Scale every bounding-box coordinate by 0.75, rounding each result to a whole number with halves rounded up, and copy all other text unchanged. Begin at the first of the lines below, stop after the line that contains "[152,127,160,152]", and leave the pictures out.

* [Items]
[start]

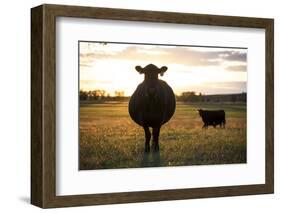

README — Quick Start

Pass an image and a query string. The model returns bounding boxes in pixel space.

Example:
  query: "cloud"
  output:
[80,43,247,71]
[225,65,247,72]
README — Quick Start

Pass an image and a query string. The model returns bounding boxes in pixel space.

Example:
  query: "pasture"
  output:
[79,102,246,170]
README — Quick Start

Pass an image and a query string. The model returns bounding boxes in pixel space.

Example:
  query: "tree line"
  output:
[79,89,247,102]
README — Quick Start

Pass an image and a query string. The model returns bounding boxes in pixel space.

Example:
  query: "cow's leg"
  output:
[143,126,151,152]
[152,127,160,152]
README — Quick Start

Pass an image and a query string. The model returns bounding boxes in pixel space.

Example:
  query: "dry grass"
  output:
[79,103,246,170]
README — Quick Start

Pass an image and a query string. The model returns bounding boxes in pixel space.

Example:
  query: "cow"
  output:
[128,64,176,153]
[198,109,226,128]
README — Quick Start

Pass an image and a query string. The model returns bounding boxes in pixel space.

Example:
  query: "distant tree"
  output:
[181,91,199,102]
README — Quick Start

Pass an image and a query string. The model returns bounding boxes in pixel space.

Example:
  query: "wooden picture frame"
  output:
[31,4,274,208]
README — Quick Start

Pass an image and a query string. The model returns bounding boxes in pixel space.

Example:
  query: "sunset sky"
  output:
[79,42,247,96]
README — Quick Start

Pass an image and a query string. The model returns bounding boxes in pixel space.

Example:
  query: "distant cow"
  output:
[129,64,176,152]
[198,109,226,128]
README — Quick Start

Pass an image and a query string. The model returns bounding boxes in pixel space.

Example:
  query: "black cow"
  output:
[129,64,176,152]
[198,109,226,128]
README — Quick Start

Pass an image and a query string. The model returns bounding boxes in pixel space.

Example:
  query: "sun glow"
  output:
[79,42,247,96]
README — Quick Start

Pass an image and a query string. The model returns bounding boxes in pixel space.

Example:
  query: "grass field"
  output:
[79,102,246,170]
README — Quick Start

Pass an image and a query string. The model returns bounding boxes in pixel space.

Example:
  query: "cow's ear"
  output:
[159,66,168,76]
[135,66,144,74]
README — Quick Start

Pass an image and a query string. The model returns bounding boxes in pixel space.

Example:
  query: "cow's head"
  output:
[136,64,168,80]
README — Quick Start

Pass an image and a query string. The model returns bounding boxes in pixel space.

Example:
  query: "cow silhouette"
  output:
[129,64,176,153]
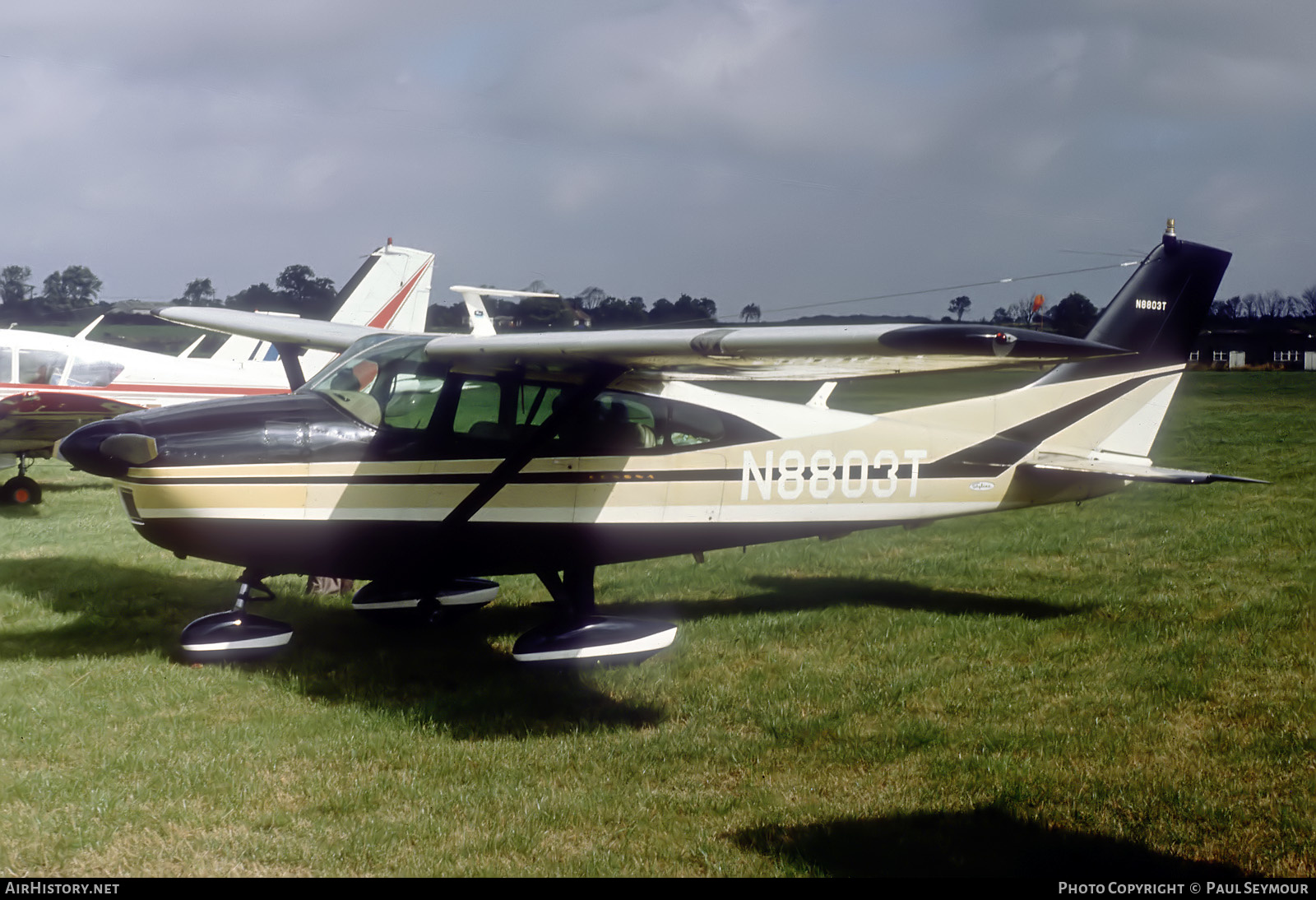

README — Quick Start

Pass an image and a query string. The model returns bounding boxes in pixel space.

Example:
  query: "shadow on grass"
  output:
[32,478,114,496]
[730,806,1249,884]
[0,557,662,738]
[603,575,1095,621]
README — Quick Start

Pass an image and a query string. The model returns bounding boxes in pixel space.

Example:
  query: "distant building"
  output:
[1189,327,1316,371]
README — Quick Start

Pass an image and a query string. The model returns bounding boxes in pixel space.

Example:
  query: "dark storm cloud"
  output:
[0,0,1316,314]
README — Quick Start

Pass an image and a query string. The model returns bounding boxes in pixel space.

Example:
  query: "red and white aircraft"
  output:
[0,241,434,504]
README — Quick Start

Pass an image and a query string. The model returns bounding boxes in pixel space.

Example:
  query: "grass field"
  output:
[0,373,1316,882]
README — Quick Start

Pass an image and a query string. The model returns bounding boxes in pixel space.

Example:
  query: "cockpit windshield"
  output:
[300,334,437,428]
[300,336,772,459]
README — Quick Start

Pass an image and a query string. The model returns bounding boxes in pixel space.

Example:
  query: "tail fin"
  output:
[331,238,434,332]
[1016,220,1230,467]
[202,238,434,371]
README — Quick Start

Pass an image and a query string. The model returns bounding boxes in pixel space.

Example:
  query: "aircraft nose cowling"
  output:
[59,419,156,478]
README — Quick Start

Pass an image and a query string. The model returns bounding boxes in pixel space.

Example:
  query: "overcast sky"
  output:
[0,0,1316,320]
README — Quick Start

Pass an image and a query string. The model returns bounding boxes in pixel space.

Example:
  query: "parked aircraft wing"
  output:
[155,307,380,353]
[425,323,1127,380]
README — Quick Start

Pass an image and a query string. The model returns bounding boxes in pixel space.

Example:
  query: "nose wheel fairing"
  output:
[182,571,292,662]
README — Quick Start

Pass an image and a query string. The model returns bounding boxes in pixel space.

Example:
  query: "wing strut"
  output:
[274,341,307,391]
[443,366,625,525]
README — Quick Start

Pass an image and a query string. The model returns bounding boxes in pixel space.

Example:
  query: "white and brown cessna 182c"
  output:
[63,220,1248,662]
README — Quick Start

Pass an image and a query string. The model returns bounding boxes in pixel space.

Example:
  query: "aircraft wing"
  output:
[0,391,141,452]
[155,307,1128,382]
[155,307,382,353]
[425,323,1128,382]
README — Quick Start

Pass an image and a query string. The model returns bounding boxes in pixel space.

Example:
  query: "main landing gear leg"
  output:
[183,568,292,662]
[0,452,41,507]
[512,566,676,666]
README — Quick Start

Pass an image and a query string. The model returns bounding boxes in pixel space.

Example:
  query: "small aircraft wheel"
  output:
[182,610,292,663]
[0,475,41,507]
[351,582,436,628]
[351,578,498,628]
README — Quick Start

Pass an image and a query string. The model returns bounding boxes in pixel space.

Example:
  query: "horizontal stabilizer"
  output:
[1020,452,1270,485]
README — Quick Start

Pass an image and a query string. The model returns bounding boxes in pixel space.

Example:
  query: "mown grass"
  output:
[0,373,1316,879]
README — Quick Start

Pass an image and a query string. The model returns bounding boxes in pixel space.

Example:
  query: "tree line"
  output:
[0,264,338,323]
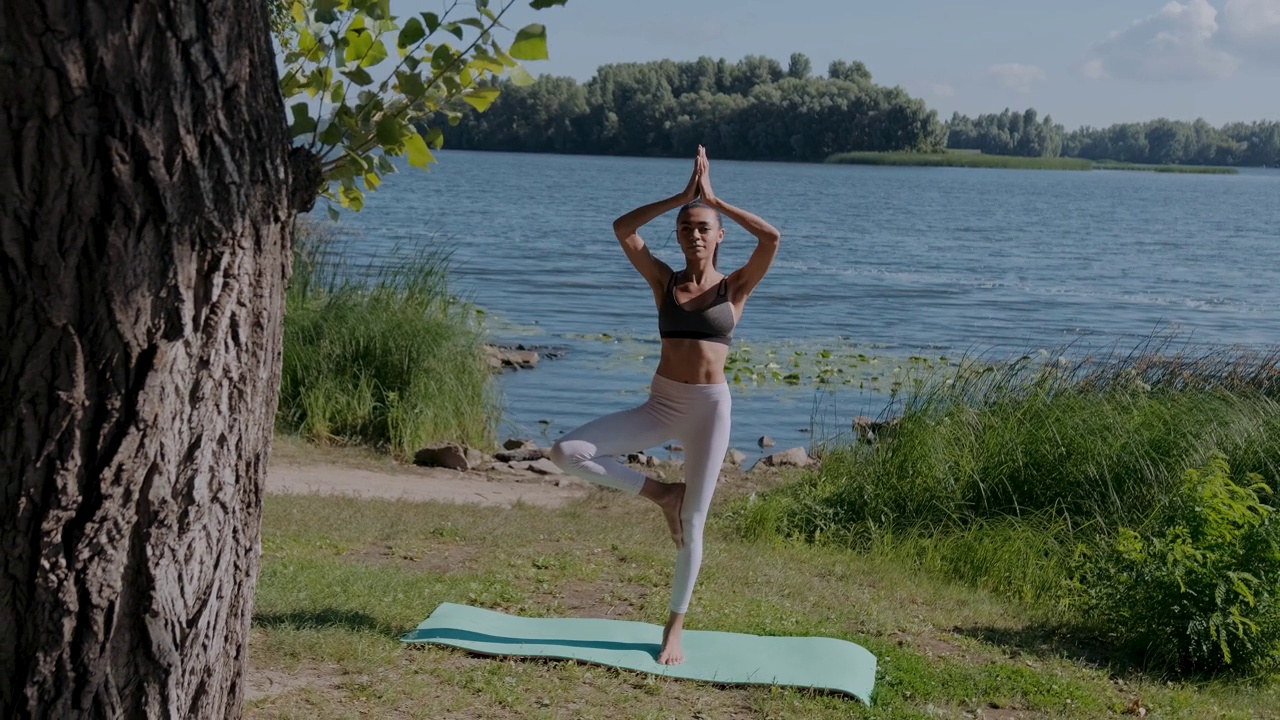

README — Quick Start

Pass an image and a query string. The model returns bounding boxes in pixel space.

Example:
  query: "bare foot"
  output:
[658,620,685,665]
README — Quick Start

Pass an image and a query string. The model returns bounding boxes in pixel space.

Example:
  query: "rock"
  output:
[852,415,897,443]
[413,442,473,471]
[484,345,538,370]
[525,457,564,475]
[493,446,547,462]
[760,447,813,468]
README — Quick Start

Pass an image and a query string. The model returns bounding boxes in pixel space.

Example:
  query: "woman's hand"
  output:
[694,145,716,205]
[677,145,703,204]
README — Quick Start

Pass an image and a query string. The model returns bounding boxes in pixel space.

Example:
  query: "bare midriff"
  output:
[658,338,728,384]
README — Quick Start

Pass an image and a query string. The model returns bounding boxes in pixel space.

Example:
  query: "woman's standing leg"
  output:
[658,386,732,665]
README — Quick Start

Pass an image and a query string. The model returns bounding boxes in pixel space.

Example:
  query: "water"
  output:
[322,151,1280,454]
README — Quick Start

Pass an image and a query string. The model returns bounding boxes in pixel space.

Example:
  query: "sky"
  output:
[473,0,1280,129]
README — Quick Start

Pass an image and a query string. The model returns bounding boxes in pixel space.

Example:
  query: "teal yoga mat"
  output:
[401,602,876,705]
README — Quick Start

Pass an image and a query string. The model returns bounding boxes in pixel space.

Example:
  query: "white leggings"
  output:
[550,375,732,612]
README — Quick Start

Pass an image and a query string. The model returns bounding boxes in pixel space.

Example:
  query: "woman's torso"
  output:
[654,272,741,384]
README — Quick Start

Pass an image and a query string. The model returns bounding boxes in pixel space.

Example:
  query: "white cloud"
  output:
[1082,0,1239,81]
[1219,0,1280,60]
[987,63,1046,94]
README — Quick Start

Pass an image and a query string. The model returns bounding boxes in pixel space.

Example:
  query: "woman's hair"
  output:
[676,200,724,268]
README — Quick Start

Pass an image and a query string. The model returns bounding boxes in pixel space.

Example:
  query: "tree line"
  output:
[946,108,1280,167]
[435,53,946,160]
[430,53,1280,165]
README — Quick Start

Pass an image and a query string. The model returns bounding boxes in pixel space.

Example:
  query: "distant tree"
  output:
[827,60,872,83]
[787,53,813,79]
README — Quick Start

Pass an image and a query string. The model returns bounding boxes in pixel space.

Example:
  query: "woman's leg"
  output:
[658,387,732,665]
[550,400,675,495]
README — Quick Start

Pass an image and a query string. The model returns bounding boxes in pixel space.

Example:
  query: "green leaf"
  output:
[316,122,344,147]
[342,68,374,87]
[509,23,548,60]
[360,40,387,68]
[315,0,338,24]
[507,65,534,87]
[404,132,435,170]
[463,50,507,74]
[396,18,426,50]
[462,87,499,113]
[289,102,316,137]
[396,70,426,100]
[431,45,458,72]
[374,115,404,149]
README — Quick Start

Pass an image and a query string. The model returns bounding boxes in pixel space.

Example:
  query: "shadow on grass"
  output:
[253,607,410,638]
[955,623,1248,684]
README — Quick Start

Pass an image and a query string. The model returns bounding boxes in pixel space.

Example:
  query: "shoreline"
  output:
[826,150,1240,176]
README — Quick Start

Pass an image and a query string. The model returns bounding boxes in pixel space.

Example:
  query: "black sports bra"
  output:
[658,272,737,345]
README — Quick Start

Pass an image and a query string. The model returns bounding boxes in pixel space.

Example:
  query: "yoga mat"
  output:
[401,602,876,705]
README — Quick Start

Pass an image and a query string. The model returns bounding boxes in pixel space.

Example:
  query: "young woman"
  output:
[550,146,780,665]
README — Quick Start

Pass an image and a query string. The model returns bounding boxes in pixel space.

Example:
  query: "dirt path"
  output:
[266,461,588,507]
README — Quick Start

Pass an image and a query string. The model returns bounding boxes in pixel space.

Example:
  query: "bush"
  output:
[1075,455,1280,673]
[276,215,498,457]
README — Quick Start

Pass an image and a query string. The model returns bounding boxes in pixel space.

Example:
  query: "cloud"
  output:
[1080,0,1239,81]
[1219,0,1280,60]
[987,63,1046,94]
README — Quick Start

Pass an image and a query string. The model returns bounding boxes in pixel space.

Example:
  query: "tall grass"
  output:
[276,215,498,456]
[827,150,1239,174]
[1093,160,1240,176]
[827,152,1093,170]
[742,345,1280,605]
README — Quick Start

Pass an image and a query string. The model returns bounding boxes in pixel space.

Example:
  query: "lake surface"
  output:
[322,149,1280,455]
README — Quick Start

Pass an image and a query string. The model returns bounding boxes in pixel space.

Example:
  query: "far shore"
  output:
[827,150,1239,176]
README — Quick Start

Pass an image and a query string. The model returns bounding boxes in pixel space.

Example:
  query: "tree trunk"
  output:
[0,0,292,719]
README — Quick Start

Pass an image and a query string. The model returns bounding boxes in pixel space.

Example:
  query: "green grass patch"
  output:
[740,340,1280,671]
[827,151,1093,170]
[246,488,1280,720]
[276,217,498,456]
[827,150,1239,174]
[1093,160,1240,176]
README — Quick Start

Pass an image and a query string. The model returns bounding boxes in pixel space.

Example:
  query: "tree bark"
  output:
[0,0,292,719]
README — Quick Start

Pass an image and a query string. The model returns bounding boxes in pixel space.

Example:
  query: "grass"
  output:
[827,151,1093,170]
[827,150,1239,174]
[246,471,1280,720]
[276,215,498,457]
[1093,160,1240,176]
[740,343,1280,671]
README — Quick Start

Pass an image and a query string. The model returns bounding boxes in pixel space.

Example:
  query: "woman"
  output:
[550,146,780,665]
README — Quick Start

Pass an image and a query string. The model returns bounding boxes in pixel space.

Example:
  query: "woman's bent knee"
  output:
[547,439,591,470]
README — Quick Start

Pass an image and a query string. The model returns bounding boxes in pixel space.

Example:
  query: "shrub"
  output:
[1075,454,1280,673]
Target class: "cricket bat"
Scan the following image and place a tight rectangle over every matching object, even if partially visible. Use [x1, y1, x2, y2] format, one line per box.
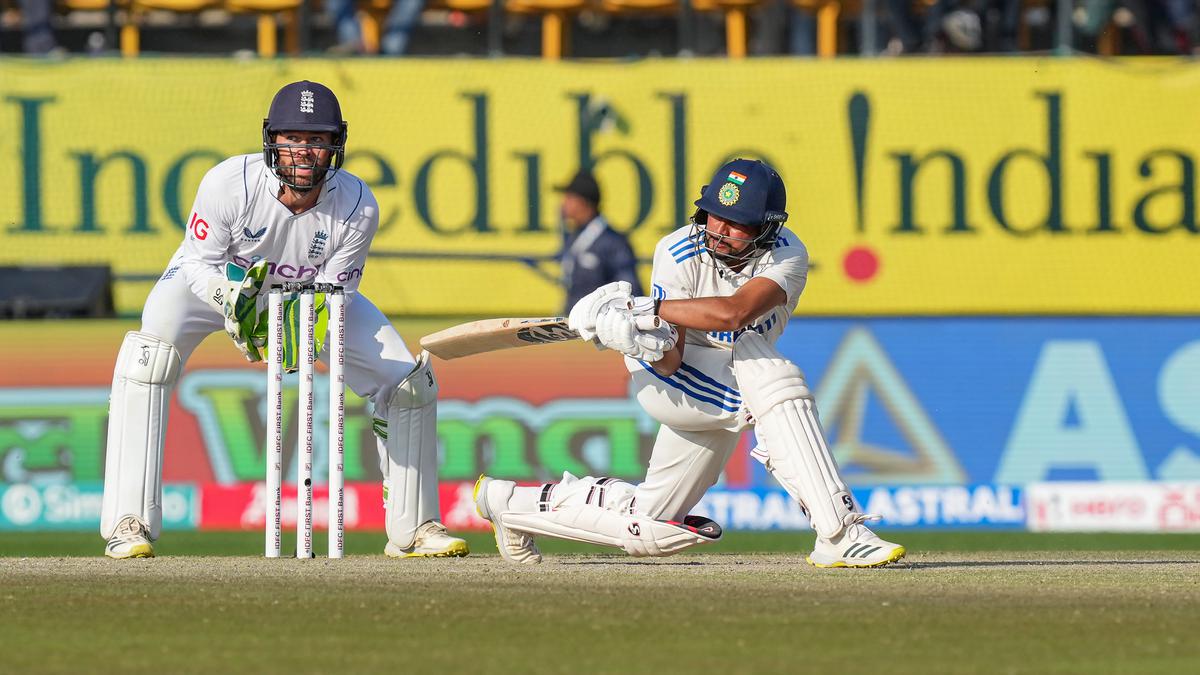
[421, 316, 660, 360]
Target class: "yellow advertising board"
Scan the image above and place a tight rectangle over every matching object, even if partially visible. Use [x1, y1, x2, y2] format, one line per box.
[0, 59, 1200, 316]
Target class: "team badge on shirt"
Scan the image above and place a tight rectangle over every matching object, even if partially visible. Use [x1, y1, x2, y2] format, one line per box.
[716, 183, 742, 207]
[308, 232, 329, 259]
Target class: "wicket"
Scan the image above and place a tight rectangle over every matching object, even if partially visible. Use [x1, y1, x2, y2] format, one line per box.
[264, 283, 346, 558]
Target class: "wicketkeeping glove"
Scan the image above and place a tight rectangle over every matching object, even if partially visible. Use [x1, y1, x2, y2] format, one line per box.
[272, 293, 329, 372]
[219, 259, 270, 363]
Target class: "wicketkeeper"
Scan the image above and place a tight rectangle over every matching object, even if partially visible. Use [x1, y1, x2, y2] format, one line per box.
[475, 160, 905, 567]
[100, 82, 468, 558]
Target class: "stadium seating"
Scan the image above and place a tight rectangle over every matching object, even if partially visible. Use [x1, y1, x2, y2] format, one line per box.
[121, 0, 218, 56]
[505, 0, 587, 61]
[224, 0, 304, 58]
[609, 0, 764, 59]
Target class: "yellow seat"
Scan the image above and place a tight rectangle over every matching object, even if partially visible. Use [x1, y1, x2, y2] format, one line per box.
[121, 0, 217, 56]
[505, 0, 587, 61]
[791, 0, 859, 59]
[59, 0, 120, 12]
[224, 0, 304, 58]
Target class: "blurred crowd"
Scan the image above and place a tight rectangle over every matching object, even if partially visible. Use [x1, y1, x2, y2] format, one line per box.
[7, 0, 1200, 56]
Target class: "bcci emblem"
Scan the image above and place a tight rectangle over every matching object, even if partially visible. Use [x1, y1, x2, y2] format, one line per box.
[716, 183, 742, 207]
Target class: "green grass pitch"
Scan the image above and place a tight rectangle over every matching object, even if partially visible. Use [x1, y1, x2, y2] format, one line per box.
[0, 532, 1200, 674]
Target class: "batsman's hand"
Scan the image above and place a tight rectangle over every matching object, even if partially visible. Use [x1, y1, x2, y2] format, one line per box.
[596, 309, 679, 363]
[566, 281, 634, 342]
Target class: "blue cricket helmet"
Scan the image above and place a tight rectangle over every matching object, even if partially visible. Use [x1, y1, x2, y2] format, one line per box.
[263, 79, 347, 190]
[692, 159, 787, 262]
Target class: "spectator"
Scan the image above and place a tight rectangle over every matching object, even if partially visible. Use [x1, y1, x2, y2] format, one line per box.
[20, 0, 62, 55]
[325, 0, 425, 56]
[556, 169, 642, 316]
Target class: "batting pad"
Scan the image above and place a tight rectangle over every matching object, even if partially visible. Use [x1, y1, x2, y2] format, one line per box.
[100, 330, 182, 539]
[384, 352, 439, 549]
[733, 331, 854, 538]
[500, 506, 721, 557]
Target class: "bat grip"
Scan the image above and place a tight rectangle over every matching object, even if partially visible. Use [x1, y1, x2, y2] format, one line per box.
[634, 315, 662, 330]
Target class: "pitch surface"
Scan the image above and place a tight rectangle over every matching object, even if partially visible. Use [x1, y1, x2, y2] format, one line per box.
[0, 540, 1200, 673]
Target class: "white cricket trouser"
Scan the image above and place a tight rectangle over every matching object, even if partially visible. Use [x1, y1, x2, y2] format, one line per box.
[509, 345, 746, 520]
[101, 269, 422, 538]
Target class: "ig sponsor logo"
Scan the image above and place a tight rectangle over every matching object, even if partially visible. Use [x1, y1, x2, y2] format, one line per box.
[187, 213, 209, 241]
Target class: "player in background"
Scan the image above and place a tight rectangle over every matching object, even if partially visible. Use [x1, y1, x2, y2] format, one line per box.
[100, 80, 468, 558]
[475, 160, 905, 567]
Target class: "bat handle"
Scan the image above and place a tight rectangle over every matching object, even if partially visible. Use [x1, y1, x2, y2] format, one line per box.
[634, 315, 662, 330]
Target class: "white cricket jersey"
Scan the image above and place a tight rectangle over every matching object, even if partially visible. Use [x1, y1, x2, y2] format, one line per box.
[163, 154, 379, 298]
[650, 225, 809, 350]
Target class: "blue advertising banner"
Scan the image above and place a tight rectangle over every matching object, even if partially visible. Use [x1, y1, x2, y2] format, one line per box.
[0, 483, 199, 528]
[692, 485, 1026, 531]
[777, 317, 1200, 485]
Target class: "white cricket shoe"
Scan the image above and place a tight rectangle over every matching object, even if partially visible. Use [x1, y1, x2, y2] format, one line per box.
[805, 514, 906, 567]
[475, 476, 541, 565]
[383, 520, 470, 557]
[104, 515, 154, 560]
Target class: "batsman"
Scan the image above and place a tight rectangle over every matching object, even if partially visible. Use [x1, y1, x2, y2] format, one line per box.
[100, 80, 468, 558]
[475, 159, 905, 567]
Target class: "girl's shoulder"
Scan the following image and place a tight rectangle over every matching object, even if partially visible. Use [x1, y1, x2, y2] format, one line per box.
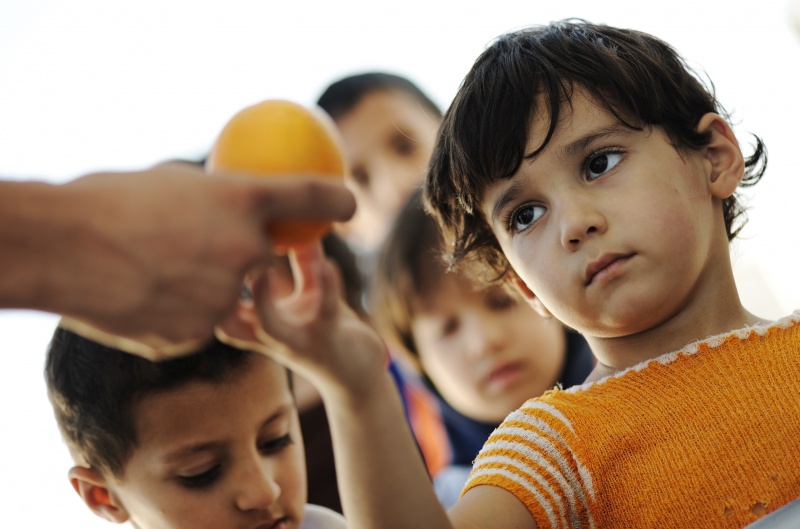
[300, 503, 347, 529]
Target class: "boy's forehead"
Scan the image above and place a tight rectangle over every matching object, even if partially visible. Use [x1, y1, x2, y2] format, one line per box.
[523, 87, 622, 156]
[133, 354, 294, 445]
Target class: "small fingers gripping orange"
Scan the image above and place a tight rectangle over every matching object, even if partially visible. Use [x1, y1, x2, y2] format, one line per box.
[206, 99, 347, 250]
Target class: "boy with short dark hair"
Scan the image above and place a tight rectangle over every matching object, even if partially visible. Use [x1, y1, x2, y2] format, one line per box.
[371, 191, 594, 507]
[231, 21, 800, 529]
[46, 329, 345, 529]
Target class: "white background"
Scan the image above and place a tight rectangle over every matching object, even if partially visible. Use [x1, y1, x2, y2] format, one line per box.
[0, 0, 800, 528]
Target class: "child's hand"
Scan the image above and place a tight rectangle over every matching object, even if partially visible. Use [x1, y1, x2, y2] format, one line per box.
[218, 243, 386, 393]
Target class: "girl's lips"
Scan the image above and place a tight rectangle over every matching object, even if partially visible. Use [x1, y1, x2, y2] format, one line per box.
[584, 253, 633, 286]
[486, 362, 523, 389]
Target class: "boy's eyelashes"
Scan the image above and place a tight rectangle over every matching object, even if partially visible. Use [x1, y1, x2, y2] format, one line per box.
[178, 433, 294, 489]
[583, 147, 624, 180]
[504, 204, 547, 235]
[178, 464, 222, 489]
[503, 147, 625, 235]
[258, 433, 294, 454]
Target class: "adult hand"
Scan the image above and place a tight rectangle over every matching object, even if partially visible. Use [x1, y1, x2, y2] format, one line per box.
[217, 244, 387, 400]
[0, 163, 355, 359]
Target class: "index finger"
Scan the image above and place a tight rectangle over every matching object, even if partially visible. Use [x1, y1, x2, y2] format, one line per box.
[250, 176, 356, 222]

[end]

* [Worked answer]
README — Quick Start

Pass an image and a query string. The model returns bounding boxes in pixel space.

Example:
  query: "cloud"
  output:
[60,32,185,53]
[169,49,185,54]
README — Quick Start

Pass an image and a query string. The model returns bounding boxes in pixel space.

Example:
  query: "pasture"
  output:
[59,77,185,128]
README — Quick Start

Pass an image and a query string. The model returns bounding boxes in pixel space.

Example:
  query: "tree line"
  output:
[59,67,185,77]
README — Quick Start

Pass an image and a query string. The model returns bounding boxes in pixel space.

Example:
  query: "cow's leg"
  output:
[107,95,113,114]
[114,95,120,114]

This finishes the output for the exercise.